• **Required actions**:
1. In the post about inner-city schools, why does CottonBall say affirmative action in that neighborhood would be a joke?
2. According to the post about inner-city schools, what topic led CottonBall to go ballistic in a faculty meeting?

• **Selected passage**:
- Opening Delimiter -

I get your point, but I think this a way to get people more accustomed to (and more interested in) localization and privitization.
McVey
Just my two cents . . . .
CottonBall:
I live right in the heart of an inner city. The parents here do not have the slightest, teenyist, tinyest view of what it takes to succed. No (and I mean NO) grasp of the world beyond their own neighborhoods. I put on post on FR the other day because I went ballistic in a faculty meeting over affirmative action and actually carried the day. Affirmative action in this neighborhood would be a joke. No one here has the background or the skills learned in the family to reach the bottom of the affirmative action ladder.
No Freeper will be surprised to learn that government aid simply deepens the problems because it reinforces the dysfunctional behaviors.
The poor will be, as you indicate, shorted in this program. But we have to get the kids out of here. I know that while some will make, most will not--and some of our local leaders will paint the whole thing as a conservative conspiracy to break up the educational system and undermine the cultures that exist in this area.
Ok, end of rant.

- Closing Delimiter -

• **Referring expression data**:
- Opening Delimiter -

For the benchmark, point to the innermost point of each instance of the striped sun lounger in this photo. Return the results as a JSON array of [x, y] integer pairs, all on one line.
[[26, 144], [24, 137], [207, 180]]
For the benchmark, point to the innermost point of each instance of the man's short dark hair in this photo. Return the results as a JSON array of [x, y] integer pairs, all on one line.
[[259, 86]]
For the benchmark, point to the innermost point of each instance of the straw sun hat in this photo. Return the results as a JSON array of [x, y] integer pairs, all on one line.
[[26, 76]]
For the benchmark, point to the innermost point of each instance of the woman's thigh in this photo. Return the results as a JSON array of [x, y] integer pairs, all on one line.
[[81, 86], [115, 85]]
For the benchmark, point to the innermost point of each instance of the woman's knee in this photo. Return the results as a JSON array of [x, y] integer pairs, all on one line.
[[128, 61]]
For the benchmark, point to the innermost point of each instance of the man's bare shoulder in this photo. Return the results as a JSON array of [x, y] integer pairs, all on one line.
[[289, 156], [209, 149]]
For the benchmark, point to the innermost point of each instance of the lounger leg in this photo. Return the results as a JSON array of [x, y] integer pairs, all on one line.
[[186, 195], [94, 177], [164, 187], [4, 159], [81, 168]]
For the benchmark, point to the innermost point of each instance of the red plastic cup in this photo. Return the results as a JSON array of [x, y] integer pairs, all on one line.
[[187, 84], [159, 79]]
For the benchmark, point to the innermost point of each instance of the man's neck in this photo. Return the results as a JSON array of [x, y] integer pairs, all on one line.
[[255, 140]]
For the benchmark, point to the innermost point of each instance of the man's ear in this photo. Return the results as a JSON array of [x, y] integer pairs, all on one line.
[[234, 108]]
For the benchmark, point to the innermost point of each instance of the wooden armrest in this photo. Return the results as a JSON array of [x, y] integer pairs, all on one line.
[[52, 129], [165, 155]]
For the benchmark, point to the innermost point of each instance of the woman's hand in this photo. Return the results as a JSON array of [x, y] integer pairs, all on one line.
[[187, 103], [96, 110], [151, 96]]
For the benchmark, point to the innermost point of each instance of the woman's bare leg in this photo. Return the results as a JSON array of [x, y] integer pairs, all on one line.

- Closing Delimiter -

• **Solution set**:
1. CottonBall says no one in the neighborhood has the background or the skills learned in the family to reach even the bottom of the affirmative action ladder.

2. Affirmative action.